**WHAT YOU WILL DO:**
In the entries below, count the lines that hold the string "eyebrow" and state only that count.

**RECORDS FOR THE TASK:**
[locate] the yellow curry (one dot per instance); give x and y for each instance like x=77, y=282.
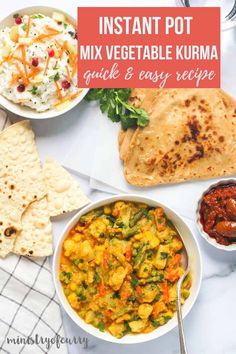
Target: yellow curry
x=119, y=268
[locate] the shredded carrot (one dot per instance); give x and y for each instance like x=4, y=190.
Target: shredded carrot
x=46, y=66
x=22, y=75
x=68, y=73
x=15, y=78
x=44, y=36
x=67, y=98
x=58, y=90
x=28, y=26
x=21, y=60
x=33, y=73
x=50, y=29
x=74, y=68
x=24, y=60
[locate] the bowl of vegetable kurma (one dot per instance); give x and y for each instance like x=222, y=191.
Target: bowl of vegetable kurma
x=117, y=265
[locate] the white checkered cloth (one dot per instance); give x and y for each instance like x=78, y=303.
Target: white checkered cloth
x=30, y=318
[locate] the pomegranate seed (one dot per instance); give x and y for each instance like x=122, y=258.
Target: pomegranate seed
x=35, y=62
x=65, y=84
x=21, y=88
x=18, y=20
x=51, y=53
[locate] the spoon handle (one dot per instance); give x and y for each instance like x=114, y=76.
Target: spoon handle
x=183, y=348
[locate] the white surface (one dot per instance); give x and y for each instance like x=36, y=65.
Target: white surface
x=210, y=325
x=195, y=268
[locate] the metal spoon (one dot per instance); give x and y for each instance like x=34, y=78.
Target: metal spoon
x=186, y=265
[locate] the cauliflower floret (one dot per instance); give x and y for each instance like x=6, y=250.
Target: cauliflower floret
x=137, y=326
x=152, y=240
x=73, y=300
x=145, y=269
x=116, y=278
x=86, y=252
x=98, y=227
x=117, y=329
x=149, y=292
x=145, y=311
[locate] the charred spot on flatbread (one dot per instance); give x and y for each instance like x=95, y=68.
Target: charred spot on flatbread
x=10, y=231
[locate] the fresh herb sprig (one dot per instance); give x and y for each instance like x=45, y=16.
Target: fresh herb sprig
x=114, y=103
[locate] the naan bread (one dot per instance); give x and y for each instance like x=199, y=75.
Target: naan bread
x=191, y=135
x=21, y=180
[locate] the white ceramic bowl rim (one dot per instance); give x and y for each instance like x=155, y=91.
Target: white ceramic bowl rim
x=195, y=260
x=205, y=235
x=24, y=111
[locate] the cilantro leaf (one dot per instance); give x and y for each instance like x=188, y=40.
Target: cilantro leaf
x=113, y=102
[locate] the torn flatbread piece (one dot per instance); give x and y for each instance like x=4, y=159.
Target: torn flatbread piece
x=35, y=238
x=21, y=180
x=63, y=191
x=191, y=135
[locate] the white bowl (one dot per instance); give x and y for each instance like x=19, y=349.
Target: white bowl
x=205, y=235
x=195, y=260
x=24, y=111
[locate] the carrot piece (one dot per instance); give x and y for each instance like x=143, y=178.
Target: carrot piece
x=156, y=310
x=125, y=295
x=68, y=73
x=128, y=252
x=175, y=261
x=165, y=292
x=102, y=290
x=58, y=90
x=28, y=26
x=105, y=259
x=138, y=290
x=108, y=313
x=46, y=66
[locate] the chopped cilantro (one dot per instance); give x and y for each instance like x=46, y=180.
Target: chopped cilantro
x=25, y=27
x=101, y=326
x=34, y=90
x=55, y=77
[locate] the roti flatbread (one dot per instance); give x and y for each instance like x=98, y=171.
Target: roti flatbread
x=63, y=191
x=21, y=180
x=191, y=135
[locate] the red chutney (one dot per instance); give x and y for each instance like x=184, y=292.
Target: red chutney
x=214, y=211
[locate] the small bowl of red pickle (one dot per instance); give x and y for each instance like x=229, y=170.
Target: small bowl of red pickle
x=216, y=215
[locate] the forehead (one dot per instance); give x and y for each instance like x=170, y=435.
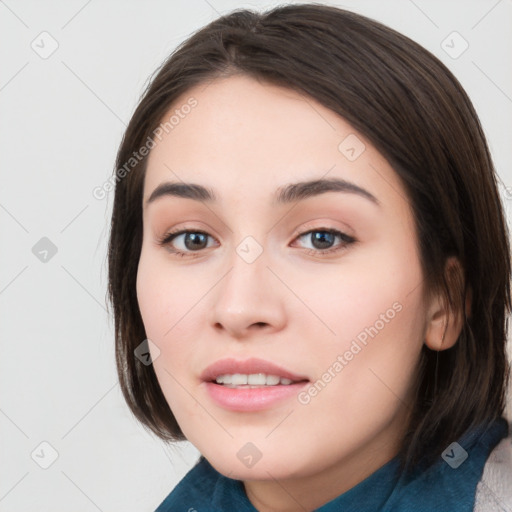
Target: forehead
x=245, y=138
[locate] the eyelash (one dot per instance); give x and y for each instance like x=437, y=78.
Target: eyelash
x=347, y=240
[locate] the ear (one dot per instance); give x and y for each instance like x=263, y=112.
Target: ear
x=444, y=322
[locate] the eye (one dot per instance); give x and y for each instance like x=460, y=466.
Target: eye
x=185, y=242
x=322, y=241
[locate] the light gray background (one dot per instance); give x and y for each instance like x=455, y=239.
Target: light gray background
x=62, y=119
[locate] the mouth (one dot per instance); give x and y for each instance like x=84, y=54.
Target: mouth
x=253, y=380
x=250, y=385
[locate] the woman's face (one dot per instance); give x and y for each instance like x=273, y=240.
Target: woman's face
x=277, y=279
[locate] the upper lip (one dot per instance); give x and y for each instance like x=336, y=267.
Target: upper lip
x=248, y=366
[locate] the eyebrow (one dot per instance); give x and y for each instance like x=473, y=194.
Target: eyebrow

**PROBLEM SOLUTION:**
2